[WHAT YOU ARE ASKED TO DO]: Gather all lines in the data that hold the string "trail".

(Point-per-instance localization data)
▬▬▬

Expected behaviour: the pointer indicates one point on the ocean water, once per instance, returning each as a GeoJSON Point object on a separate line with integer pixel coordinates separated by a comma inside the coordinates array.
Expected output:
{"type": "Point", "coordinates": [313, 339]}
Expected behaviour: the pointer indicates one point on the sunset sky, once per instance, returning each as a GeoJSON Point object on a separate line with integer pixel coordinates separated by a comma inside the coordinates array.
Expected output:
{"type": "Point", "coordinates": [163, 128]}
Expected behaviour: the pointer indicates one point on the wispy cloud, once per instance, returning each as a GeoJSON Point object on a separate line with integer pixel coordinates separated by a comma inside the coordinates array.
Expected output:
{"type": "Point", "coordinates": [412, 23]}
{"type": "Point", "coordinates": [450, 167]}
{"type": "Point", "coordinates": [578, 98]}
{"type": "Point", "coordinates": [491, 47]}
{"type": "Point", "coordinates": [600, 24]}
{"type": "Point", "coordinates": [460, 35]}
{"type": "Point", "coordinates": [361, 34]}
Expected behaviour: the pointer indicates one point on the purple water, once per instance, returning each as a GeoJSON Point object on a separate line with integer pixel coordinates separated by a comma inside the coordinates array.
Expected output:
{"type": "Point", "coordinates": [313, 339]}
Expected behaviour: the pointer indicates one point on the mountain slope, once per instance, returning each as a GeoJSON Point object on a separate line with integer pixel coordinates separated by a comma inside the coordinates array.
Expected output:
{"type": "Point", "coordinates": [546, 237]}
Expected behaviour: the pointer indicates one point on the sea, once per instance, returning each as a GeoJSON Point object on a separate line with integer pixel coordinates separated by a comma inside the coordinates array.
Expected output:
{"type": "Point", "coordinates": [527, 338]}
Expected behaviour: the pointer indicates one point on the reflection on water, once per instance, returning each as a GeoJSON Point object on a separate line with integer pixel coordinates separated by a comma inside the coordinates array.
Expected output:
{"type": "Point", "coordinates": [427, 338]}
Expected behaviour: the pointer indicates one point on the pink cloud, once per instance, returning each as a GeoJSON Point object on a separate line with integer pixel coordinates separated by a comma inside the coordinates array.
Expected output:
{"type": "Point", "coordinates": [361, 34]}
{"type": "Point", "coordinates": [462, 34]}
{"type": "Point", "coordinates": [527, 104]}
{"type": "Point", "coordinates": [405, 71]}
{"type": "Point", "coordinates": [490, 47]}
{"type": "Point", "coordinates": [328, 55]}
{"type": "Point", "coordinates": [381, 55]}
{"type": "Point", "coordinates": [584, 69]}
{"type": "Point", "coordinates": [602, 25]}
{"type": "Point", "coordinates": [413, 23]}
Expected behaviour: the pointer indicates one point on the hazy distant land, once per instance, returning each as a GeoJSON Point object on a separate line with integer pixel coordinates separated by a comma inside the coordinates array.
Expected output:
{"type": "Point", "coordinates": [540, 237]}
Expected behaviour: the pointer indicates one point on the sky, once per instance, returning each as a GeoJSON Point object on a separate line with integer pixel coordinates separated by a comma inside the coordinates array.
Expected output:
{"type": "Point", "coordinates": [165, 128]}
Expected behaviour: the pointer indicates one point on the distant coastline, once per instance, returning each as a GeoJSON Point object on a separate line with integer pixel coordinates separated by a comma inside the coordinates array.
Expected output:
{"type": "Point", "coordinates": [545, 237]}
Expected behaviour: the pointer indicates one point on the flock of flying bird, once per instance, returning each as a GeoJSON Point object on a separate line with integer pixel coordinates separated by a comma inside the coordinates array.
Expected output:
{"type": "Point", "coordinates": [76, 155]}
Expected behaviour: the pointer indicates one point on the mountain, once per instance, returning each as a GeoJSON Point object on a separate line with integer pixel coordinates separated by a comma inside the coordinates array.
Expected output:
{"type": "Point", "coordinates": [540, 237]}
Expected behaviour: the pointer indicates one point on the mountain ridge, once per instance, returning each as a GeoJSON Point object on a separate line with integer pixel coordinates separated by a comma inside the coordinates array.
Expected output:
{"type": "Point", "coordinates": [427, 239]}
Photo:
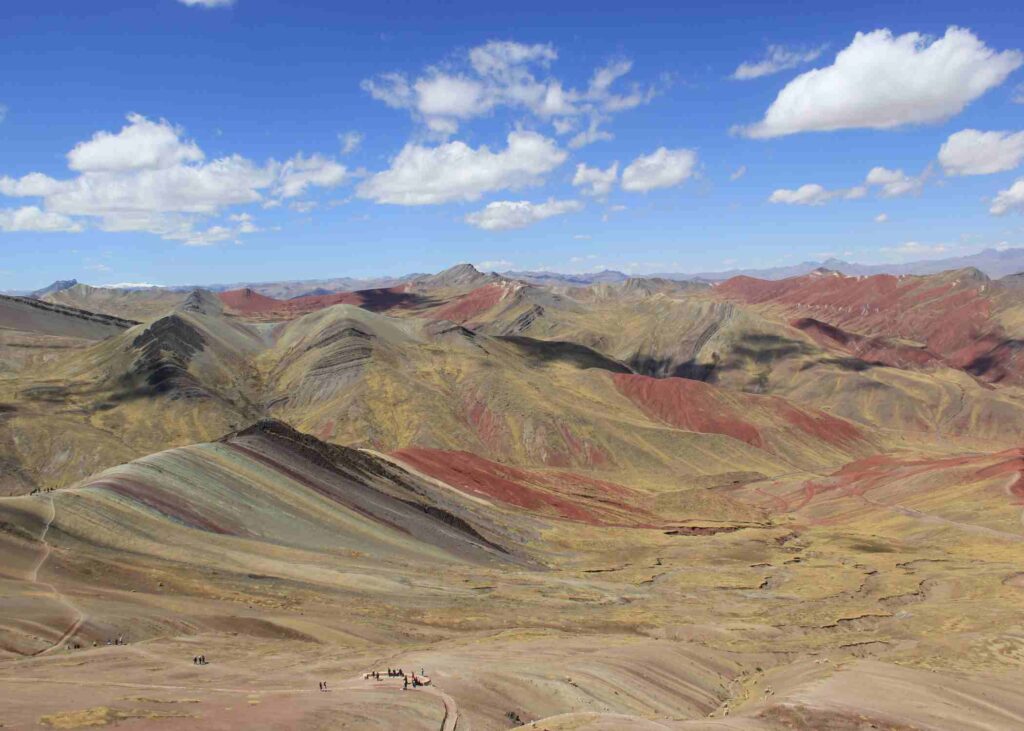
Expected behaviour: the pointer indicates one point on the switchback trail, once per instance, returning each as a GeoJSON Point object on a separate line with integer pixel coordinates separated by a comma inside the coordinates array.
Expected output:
{"type": "Point", "coordinates": [79, 615]}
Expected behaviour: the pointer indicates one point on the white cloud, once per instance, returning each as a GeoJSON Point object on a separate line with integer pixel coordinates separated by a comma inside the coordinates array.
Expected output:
{"type": "Point", "coordinates": [1010, 200]}
{"type": "Point", "coordinates": [777, 58]}
{"type": "Point", "coordinates": [300, 173]}
{"type": "Point", "coordinates": [592, 134]}
{"type": "Point", "coordinates": [350, 141]}
{"type": "Point", "coordinates": [454, 171]}
{"type": "Point", "coordinates": [302, 206]}
{"type": "Point", "coordinates": [245, 223]}
{"type": "Point", "coordinates": [498, 58]}
{"type": "Point", "coordinates": [209, 237]}
{"type": "Point", "coordinates": [31, 218]}
{"type": "Point", "coordinates": [663, 168]}
{"type": "Point", "coordinates": [503, 215]}
{"type": "Point", "coordinates": [916, 250]}
{"type": "Point", "coordinates": [894, 182]}
{"type": "Point", "coordinates": [808, 195]}
{"type": "Point", "coordinates": [140, 144]}
{"type": "Point", "coordinates": [971, 152]}
{"type": "Point", "coordinates": [146, 178]}
{"type": "Point", "coordinates": [595, 181]}
{"type": "Point", "coordinates": [814, 195]}
{"type": "Point", "coordinates": [511, 75]}
{"type": "Point", "coordinates": [882, 81]}
{"type": "Point", "coordinates": [495, 265]}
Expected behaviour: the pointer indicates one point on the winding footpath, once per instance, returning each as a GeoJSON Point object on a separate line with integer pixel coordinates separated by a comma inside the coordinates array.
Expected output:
{"type": "Point", "coordinates": [79, 615]}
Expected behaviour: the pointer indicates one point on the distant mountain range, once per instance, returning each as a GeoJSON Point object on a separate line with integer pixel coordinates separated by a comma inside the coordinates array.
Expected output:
{"type": "Point", "coordinates": [993, 262]}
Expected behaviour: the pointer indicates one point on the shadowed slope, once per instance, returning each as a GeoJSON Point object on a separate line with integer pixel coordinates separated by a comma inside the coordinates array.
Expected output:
{"type": "Point", "coordinates": [135, 304]}
{"type": "Point", "coordinates": [526, 402]}
{"type": "Point", "coordinates": [31, 315]}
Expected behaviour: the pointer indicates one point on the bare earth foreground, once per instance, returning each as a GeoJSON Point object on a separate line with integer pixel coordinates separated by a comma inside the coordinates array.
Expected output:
{"type": "Point", "coordinates": [554, 528]}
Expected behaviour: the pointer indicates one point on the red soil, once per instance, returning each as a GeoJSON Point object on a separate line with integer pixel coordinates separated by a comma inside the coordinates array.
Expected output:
{"type": "Point", "coordinates": [562, 495]}
{"type": "Point", "coordinates": [252, 303]}
{"type": "Point", "coordinates": [472, 304]}
{"type": "Point", "coordinates": [692, 405]}
{"type": "Point", "coordinates": [876, 350]}
{"type": "Point", "coordinates": [950, 313]}
{"type": "Point", "coordinates": [698, 406]}
{"type": "Point", "coordinates": [882, 472]}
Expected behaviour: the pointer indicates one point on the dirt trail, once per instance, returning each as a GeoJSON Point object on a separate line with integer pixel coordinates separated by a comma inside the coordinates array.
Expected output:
{"type": "Point", "coordinates": [79, 615]}
{"type": "Point", "coordinates": [451, 708]}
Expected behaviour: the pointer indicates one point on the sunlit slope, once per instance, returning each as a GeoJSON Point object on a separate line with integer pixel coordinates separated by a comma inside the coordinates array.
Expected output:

▬▬▬

[RESULT]:
Expected behaviour: the pointer indicates one point on the switchback trail, once per instance, returning each as a GeoJSON Point object on a separate line with integer pixel coordinates separated by a comma inside the coordinates array.
Expected behaviour: the pointer indicates one point on the dirt trail, once per instance, returning each as a GeoJSON Point object on a separate line with integer pixel coordinates separated by a comma inside the coordinates array.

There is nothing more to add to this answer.